▸ **What is being asked**
Gather each line of the items below that contains the word "dark", and copy those lines without changing them.

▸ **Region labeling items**

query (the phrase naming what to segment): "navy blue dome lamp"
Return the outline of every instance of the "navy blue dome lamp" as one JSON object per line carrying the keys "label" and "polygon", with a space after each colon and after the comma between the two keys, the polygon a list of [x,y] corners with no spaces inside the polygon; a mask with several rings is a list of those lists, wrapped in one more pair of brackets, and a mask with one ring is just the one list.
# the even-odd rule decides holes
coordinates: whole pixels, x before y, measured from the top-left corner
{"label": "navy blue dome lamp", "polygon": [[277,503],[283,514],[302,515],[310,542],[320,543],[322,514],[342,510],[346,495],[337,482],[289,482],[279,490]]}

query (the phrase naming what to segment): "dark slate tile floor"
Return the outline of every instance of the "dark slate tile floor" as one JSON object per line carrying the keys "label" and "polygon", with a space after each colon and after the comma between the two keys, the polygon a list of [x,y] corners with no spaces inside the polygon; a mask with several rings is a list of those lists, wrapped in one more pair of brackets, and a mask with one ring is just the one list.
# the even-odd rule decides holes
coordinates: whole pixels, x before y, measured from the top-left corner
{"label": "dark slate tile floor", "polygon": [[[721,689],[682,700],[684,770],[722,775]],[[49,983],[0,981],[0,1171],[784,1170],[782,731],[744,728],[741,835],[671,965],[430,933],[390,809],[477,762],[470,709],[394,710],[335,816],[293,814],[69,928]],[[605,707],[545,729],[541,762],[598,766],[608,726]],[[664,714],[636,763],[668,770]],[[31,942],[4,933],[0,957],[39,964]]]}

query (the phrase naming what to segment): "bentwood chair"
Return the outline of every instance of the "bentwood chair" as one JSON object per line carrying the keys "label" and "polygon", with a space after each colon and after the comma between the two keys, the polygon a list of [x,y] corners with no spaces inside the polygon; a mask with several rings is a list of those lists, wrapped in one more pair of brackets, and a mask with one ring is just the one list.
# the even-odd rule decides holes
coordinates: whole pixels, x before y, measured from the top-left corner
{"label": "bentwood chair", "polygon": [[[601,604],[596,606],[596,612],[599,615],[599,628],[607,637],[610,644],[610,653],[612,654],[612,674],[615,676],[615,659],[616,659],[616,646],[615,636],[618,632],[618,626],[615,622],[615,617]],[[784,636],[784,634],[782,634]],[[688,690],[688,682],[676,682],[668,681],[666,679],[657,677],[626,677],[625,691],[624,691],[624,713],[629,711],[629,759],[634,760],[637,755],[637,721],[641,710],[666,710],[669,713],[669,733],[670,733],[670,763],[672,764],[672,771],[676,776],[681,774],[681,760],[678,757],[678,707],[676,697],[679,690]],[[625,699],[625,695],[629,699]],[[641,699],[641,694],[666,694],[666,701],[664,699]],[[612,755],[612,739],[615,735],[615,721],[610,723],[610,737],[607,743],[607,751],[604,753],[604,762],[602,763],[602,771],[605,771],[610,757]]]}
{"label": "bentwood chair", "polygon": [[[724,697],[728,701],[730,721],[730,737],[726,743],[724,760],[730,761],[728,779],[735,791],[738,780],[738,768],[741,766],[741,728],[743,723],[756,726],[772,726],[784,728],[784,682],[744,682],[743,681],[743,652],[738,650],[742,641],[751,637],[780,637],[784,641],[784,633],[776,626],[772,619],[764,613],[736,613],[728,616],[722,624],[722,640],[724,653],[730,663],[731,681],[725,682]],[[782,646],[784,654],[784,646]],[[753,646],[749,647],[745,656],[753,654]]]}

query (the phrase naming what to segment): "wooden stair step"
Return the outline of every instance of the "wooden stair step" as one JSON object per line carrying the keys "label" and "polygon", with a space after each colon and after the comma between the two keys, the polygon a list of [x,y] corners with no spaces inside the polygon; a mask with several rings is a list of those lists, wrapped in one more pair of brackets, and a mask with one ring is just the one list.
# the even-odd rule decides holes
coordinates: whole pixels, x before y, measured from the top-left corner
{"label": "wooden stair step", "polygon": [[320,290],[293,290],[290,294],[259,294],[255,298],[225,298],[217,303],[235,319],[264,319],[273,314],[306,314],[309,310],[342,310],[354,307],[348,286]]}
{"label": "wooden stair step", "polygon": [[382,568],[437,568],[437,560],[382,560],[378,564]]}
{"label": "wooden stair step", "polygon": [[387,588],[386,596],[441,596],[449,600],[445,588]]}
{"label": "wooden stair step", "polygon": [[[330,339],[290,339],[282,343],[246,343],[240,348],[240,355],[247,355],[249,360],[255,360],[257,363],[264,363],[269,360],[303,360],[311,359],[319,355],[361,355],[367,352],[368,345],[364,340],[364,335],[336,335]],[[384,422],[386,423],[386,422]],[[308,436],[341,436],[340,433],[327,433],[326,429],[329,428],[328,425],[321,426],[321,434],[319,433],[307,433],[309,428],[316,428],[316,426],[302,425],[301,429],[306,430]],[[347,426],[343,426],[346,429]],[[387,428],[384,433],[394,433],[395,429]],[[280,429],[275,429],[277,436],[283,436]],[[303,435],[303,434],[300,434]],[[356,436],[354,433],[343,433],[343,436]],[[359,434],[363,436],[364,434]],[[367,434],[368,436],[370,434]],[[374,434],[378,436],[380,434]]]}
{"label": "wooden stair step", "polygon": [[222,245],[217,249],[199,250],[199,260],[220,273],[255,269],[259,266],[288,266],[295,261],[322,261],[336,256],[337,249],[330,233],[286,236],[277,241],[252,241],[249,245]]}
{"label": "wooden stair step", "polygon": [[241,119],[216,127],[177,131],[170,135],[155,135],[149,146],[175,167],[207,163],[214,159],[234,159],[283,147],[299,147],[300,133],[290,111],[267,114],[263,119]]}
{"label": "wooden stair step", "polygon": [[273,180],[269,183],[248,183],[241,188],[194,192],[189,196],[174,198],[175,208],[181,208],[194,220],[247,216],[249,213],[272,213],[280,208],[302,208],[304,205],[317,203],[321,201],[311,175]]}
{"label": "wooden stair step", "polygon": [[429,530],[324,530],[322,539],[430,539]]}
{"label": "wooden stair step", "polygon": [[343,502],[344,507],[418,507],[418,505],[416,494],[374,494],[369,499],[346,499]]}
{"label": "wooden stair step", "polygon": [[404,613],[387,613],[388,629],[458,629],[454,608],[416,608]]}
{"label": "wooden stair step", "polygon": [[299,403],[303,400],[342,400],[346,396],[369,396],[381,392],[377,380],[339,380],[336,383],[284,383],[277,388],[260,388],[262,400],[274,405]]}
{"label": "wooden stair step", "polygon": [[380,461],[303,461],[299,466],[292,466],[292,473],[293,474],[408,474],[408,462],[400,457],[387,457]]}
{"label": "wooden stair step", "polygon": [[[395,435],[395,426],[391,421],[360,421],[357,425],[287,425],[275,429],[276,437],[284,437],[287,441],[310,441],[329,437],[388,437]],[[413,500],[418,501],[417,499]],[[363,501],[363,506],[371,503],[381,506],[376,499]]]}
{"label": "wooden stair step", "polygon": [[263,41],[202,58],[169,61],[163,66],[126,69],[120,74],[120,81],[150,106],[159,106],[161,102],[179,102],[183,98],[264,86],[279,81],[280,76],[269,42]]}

▸ **Exercise result**
query (the phrase naming what to segment): "dark slate tile floor"
Return the outline of every instance of the "dark slate tile floor" as one JSON object per line carrying the keys "label" and "polygon", with a space after each colon and after the comma between the two keys, the polygon a list of [x,y] corners with no spaces inside the polygon; a mask with several rings is a list of those lists, wrapped in one more pair of brackets, and a mask with one ring is just the one list.
{"label": "dark slate tile floor", "polygon": [[[721,689],[682,700],[684,770],[722,775]],[[49,983],[0,981],[0,1171],[784,1170],[782,731],[744,728],[741,835],[671,965],[430,933],[390,809],[477,762],[470,709],[394,710],[335,816],[293,814],[69,928]],[[605,707],[545,729],[541,762],[598,766],[608,726]],[[664,714],[636,763],[668,770]],[[31,942],[4,933],[0,957],[39,964]]]}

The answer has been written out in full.